──────── Teks Sumber ────────
Lingkungan pendidikan ternyata bukan ruang yang terbebas dari kekerasan seksual. Kekerasan seksual di kampus misalnya justru banyak terjadi karena relasi kuasa dari dosen sebagai pembimbing skripsi atau pembimbing penelitian mahasiswi. Sedangkan di pesantren, tindakannya justru berupa memanipulasi santriwati sehingga terjadi perkawinan antara korban dengan pelaku.
Tim Konde.co
Kasus-kasus kekerasan seksual di lingkungan pendidikan yang biasanya diadukan ini merupakan puncak gunung es karena umumnya cenderung tidak diadukan atau dilaporkan karena korban merasa malu. Penyebab lainnya karena tidak tersedianya mekanisme pengaduan, penanganan dan pemulihan korban.
Data pengaduan yang diterima Komnas Perempuan menunjukkan, dari tahun 2015 s/d Agustus 2020 Komnas Perempuan menerima pengaduan terdapat 3 kasus pada tahun 2015. Lalu 10 kasus di tahun 2016, 3 kasus di tahun 2017, 10 kasus di tahun 2018, dan pada tahun 2019 meningkat menjadi 15 kasus dan 10 kasus sampai Agustus 2020.
Dengan adanya pelaporan ini, Komisioner Komnas Perempuan, Siti Aminah Tardi dalam konferensi pers pada akhir Oktober 2020 melalui daring menyatakan, maka sistem penyelenggaraan pendidikan nasional harus serius mencegah dan menangani kekerasan seksual sebagai bagian dari penghapusan diskriminasi terhadap perempuan, karena di lingkungan pendidikan kekerasan sejatinya terjadi di semua jenjang pendidikan, mulai dari pendidikan usia dini sampai dengan pendidikan tinggi.
"Dari 51 kasus yang diadukan, tampak bahwa universitas menempati urutan pertama yakni 27%, pesantren atau pendidikan berbasis Agama Islam menempati urutan kedua atau 19%, 15% terjadi di tingkat SMU/SMK, 7% terjadi di tingkat SMP, dan 3% masing-masing di TK, SD, SLB. Sejumlah institusi ini juga berbasis agama, dalam hal ini Islam dan Kristen,” kata Siti Aminah Tardi
Kekerasan seksual adalah bentuk kekerasan terbanyak yang diadukan, yaitu mencapai 45 kasus (88%), yang terdiri dari perkosaan, pencabulan dan pelecehan seksual.
Ada juga pengaduan tentang kekerasan fisik, kekerasan psikis dan diskriminasi sebanyak 5 kasus (10%), berupa dikeluarkan dari sekolah akibat kekerasan seksual yang menimpa siswi atau akibat aktivitas seksual.
──────── Data Hasil Ekstraksi ────────
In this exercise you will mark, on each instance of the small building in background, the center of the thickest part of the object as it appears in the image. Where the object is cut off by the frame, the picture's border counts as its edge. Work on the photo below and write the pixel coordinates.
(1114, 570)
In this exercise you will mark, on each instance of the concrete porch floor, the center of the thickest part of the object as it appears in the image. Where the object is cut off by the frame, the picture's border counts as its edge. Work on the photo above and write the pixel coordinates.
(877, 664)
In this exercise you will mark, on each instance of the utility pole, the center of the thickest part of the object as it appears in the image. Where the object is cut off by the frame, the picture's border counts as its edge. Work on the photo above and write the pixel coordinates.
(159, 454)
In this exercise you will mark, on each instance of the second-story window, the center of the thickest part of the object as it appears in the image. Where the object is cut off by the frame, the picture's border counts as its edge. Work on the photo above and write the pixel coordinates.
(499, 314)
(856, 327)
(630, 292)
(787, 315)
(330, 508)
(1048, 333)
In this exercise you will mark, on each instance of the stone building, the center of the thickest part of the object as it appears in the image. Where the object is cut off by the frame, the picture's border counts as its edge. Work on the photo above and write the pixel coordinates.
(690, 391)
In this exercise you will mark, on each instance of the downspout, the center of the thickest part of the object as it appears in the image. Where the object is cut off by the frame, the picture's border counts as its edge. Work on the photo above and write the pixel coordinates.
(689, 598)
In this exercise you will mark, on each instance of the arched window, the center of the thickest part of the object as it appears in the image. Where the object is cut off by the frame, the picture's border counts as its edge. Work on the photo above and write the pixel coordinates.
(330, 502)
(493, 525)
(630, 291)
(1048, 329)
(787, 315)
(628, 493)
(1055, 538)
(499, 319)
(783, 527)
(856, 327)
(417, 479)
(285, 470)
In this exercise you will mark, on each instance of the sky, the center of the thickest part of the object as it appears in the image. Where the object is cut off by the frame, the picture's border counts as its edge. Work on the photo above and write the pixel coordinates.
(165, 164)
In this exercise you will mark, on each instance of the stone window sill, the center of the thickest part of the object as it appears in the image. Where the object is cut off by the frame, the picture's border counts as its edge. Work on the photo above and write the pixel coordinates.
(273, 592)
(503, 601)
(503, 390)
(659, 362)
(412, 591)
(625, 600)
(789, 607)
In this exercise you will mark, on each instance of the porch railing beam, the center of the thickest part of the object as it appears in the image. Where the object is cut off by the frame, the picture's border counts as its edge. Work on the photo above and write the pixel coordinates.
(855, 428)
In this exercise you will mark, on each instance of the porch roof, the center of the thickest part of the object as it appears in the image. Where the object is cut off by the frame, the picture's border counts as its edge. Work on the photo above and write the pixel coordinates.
────────
Rumusan Tugas 1
Salin kembali baris-baris entri tanpa perubahan apa pun, mulai dari awal entri sampai dengan baris yang memuat "(1114, 570)", termasuk baris tersebut.
Rumusan Tugas 2
Teruskan teks tentang kekerasan seksual di lingkungan pendidikan, dimulai setelah kalimat terakhirnya.

Hasil Jawaban 1
In this exercise you will mark, on each instance of the small building in background, the center of the thickest part of the object as it appears in the image. Where the object is cut off by the frame, the picture's border counts as its edge. Work on the photo below and write the pixel coordinates.
(1114, 570)

Hasil Jawaban 2
“Kekerasan seksual di universitas terkait-paut dengan relasi kuasa di antaranya relasi dosen sebagai pembimbing skripsi atau pembimbing penelitian. Sedangkan di lingkungan pesantren, tindakannya berupa memanipulasi santriwati sehingga terjadi perkawinan antara korban dengan pelaku; atau dengan kata lain terjadi pemaksaan perkawinan,” kata Siti Aminah Tardi
Ada pula yang dimanipulasi dengan alasan memindahkan ilmu, ancaman akan terkena azab atau tidak akan lulus dan hapalan akan hilang. Di tingkat SMU/SMK masih terdapat korban kekerasan seksual dikeluarkan dari sekolah atas perkosaan yang menimpanya.
Pelaku kekerasan terbanyak adalah guru /ustadz (43% atau 22 kasus), kepala sekolah (15% atau 8 kasus, dosen (10 kasus atau 19%), Peserta didik lain (11 % atau 6 kasus), pelatih 4% atau 2 kasus, dan pihak lain (5% atau 3 kasus).
Para korban yang umumnya peserta didik berada dalam kondisi tidak berdaya (powerless) karena relasi kuasa korban dengan guru/ustadz, dosen, atau kepala sekolah yang dipandang memiliki kuasa otoritas keilmuan dan juga termasuk tokoh masyarakat.
Hambatan Penanganan: Menjaga Nama Baik Kampus
Hambatan pencegahan, penanganan dan pemulihan korban kekerasan seksual adalah impunitas terhadap pelaku di lingkungan pendidikan sendiri yang lebih memberikan perlindungan terhadap pelaku demi menjaga nama baik institusi. Jika korban menempuh penyelesaian pidana, terjadi penundaan berlarut.
Alimatul Qibtiyah, komisioner Komnas Perempuan yang lain mencontohkan, misalnya saja dalam kasus kekerasan seksual di pesantren Jombang yang menimbulkan kelelahan baik bagi korban maupun pendamping, dan menyebabkan korban-korban lain memilih bungkam atas kekerasan seksual yang menimpanya. Selain itu, karena kekosongan hukum karena lembaga pendidikan belum memiliki Prosedur Standar Operasional untuk Pencegahan, Penanganan dan Pemulihan Korban.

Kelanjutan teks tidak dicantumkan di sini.